> _Directives_:
[1] According to the lab practical below, what frequency range does the Function Generator cover?
[2] In the records below, find every line that contains the word "black" and copy each one.

## begin Document segment

Lab Practical

Practical 1

ECE279 6 min read 7 practicals total

Practical 1: The Electronics Expedition

1. Aim/Objective

To identify, categorize, and familiarize with basic electronic active and passive components, breadboards (trainer modules), input sources (DC Power Supply, Function Generator), and measuring/display instruments (Digital Multimeter, CRO/DSO).

2. Apparatus/Components Required

Passive Components: Assorted Resistors (Carbon film), Capacitors (Ceramic disk, Electrolytic), Inductors, Transformers.
Active Components: Diodes (1N4007), Zener Diodes, Transistors (BJT BC547), Integrated Circuits (e.g., 555 Timer, 7400 series).
Prototyping Hardware: Breadboard / Analog-Digital Trainer Kit, Connecting wires (single strand).
Input Sources: Regulated DC Power Supply (0-30V), Function Generator (1Hz - 1MHz).
Measuring Instruments: Digital Multimeter (DMM), Cathode Ray Oscilloscope (CRO) or Digital Storage Oscilloscope (DSO).

3. Theory

A. Electronic Components

Components are classified into two categories:

Passive Components: Devices that cannot introduce net energy into the circuit. They rely on a source of power.
- Resistor (R): Opposes the flow of current. Unit: Ohm ( $\Omega$ ).

## end Document segment
## begin Exercise data

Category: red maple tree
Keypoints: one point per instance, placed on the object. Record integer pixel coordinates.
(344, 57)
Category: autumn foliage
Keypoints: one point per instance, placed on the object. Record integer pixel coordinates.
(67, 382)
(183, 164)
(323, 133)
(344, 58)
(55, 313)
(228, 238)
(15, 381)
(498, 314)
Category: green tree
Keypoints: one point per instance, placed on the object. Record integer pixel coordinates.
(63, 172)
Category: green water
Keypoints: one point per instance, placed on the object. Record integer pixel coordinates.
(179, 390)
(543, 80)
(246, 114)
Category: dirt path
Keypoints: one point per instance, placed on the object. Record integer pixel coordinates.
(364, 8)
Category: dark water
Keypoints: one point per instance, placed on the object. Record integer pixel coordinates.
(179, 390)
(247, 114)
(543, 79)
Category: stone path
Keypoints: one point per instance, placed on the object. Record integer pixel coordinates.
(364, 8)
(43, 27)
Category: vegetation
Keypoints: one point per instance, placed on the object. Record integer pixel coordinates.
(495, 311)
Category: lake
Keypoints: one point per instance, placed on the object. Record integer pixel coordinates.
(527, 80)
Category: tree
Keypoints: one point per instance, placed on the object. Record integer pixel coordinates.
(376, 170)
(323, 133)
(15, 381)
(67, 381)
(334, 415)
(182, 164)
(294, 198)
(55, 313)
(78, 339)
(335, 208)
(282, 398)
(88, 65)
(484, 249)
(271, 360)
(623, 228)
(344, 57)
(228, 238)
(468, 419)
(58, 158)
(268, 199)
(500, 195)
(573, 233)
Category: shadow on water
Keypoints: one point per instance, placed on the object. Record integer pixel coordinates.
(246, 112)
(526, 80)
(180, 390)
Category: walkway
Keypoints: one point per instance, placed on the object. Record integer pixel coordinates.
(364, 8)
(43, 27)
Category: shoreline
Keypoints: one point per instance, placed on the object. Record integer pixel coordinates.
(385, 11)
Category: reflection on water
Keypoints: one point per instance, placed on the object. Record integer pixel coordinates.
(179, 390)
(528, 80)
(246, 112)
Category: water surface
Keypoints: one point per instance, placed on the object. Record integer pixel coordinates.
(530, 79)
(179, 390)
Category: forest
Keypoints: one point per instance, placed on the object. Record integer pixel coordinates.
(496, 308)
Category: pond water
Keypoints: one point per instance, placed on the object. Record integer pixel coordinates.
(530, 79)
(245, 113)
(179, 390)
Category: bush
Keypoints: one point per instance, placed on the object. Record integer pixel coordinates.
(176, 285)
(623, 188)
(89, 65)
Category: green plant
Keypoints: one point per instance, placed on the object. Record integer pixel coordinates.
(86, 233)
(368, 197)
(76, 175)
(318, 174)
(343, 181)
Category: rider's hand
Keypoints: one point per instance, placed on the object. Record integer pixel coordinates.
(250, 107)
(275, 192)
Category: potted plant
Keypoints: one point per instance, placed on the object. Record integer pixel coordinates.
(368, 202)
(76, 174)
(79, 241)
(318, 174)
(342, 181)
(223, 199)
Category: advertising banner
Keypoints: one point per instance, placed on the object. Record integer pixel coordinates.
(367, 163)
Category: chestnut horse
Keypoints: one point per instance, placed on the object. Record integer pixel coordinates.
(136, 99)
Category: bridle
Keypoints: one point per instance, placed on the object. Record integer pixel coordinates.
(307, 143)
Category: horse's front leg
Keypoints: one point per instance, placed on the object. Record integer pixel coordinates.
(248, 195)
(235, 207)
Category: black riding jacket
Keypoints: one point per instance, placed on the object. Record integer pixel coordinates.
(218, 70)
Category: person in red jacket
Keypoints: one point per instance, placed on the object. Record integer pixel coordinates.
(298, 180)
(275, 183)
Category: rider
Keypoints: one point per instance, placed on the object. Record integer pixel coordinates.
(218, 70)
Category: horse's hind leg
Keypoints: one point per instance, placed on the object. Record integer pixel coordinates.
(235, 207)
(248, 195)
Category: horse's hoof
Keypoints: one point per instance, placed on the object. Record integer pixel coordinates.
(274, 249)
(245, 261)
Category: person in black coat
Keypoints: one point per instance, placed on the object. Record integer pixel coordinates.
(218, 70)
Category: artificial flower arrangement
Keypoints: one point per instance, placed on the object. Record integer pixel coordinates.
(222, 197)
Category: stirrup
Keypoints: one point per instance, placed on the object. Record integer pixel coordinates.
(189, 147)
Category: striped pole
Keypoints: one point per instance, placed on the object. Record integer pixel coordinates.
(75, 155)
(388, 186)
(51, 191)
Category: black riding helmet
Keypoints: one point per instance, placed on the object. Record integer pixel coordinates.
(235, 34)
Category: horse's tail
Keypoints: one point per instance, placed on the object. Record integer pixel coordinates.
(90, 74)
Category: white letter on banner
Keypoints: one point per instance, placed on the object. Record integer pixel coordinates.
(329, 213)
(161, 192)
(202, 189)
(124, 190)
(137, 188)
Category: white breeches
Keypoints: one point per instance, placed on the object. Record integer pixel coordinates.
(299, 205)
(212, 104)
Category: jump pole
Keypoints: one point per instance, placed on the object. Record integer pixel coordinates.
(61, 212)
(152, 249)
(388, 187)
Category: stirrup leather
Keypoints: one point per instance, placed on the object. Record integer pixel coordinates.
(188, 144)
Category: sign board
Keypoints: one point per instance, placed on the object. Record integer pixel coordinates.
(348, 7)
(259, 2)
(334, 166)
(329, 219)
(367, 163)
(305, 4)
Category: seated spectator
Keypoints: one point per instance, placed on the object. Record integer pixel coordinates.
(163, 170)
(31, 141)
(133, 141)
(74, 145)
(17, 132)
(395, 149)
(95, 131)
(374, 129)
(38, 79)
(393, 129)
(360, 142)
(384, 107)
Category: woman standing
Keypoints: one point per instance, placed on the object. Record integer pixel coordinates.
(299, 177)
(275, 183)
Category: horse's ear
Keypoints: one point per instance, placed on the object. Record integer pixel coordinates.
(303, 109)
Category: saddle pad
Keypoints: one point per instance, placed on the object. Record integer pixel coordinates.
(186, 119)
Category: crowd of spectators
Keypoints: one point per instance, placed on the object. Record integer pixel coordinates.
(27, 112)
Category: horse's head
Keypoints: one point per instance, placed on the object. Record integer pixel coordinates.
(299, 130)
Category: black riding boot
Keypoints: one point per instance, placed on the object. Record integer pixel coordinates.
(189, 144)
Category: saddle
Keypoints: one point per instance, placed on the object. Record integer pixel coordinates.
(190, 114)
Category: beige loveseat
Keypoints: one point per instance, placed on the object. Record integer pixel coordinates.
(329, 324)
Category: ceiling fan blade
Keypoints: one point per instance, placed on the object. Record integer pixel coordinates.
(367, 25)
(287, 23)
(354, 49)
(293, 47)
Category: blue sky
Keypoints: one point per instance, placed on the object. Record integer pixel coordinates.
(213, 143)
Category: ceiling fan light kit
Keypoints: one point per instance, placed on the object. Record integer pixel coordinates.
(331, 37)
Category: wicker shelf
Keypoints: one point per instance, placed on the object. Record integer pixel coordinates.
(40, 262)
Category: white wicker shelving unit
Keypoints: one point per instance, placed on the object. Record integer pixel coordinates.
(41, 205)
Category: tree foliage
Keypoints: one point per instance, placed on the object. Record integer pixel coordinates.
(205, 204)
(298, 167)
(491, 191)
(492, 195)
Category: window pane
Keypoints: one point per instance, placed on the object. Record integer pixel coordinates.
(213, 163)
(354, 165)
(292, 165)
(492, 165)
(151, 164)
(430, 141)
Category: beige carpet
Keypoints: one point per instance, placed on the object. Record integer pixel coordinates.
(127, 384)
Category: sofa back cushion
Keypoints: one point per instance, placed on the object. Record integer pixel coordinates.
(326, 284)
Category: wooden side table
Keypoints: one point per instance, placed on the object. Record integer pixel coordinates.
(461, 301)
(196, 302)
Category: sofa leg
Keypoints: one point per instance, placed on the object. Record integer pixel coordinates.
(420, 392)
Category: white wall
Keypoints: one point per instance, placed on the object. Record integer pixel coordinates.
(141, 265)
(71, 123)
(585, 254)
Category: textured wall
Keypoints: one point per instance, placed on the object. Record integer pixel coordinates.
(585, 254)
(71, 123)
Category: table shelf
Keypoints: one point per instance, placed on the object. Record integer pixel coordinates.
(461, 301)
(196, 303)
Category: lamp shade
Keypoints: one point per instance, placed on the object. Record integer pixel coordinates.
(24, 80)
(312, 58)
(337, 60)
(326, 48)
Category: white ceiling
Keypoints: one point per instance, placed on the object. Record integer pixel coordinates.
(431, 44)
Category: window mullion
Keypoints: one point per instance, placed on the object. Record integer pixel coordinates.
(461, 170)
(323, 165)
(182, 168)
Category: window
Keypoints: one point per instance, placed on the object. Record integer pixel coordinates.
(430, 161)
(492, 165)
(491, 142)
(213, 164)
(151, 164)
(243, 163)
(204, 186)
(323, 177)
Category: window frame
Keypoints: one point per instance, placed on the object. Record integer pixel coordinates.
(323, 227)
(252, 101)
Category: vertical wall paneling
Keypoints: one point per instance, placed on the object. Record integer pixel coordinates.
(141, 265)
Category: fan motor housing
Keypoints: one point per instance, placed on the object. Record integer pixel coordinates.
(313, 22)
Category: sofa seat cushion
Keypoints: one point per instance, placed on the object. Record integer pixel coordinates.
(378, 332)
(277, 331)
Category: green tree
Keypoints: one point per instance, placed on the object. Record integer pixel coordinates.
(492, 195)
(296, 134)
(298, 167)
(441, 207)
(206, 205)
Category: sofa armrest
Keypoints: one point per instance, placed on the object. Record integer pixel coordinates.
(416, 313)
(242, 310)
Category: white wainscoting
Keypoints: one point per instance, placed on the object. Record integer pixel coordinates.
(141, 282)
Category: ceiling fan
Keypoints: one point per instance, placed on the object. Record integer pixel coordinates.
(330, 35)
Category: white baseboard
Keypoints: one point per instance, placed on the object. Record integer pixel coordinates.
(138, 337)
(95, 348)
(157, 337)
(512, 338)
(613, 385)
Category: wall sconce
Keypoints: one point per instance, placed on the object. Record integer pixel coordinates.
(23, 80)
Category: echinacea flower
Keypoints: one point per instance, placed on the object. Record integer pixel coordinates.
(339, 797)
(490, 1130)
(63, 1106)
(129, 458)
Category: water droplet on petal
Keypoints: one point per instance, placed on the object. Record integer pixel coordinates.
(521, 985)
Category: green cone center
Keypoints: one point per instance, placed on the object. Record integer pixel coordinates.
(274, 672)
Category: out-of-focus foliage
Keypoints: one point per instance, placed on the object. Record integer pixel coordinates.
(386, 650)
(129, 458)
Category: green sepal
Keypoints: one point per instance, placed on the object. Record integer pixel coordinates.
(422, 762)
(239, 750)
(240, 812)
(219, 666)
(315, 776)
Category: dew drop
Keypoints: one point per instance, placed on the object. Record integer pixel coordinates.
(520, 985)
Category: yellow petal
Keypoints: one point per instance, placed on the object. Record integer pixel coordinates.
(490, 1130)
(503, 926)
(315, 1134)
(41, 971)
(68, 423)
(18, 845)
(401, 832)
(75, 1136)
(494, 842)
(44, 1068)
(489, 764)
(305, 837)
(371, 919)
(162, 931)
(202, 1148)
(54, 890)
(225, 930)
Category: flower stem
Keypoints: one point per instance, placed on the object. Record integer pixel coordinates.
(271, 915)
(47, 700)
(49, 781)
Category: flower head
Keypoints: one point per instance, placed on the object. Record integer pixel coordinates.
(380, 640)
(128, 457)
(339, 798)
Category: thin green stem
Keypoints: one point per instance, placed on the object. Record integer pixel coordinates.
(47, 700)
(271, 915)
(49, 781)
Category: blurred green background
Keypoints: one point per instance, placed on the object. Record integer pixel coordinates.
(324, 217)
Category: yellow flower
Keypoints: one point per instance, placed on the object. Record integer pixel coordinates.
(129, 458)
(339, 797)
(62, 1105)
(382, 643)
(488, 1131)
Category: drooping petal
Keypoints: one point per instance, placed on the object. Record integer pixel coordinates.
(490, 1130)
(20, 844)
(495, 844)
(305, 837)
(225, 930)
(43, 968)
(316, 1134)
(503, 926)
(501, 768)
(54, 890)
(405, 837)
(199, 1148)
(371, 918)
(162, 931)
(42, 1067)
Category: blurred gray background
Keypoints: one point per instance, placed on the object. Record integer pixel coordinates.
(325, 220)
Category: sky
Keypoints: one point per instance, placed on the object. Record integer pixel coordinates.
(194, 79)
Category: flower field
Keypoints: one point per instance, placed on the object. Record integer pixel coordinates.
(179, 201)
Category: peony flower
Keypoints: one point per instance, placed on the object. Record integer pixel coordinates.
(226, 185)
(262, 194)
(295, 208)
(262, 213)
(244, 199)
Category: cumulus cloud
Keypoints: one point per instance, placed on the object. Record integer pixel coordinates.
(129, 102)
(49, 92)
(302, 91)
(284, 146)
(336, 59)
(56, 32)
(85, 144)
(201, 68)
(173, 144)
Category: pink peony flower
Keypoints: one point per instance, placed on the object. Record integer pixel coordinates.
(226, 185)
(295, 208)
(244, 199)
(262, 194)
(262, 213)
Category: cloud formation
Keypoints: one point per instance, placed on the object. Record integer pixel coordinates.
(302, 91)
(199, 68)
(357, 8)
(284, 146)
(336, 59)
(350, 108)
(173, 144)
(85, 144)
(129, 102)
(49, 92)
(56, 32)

## end Exercise data

> _Answers by task_:
[1] 1Hz to 1MHz.

[2]
Category: black riding jacket
Category: person in black coat
Category: black riding helmet
Category: black riding boot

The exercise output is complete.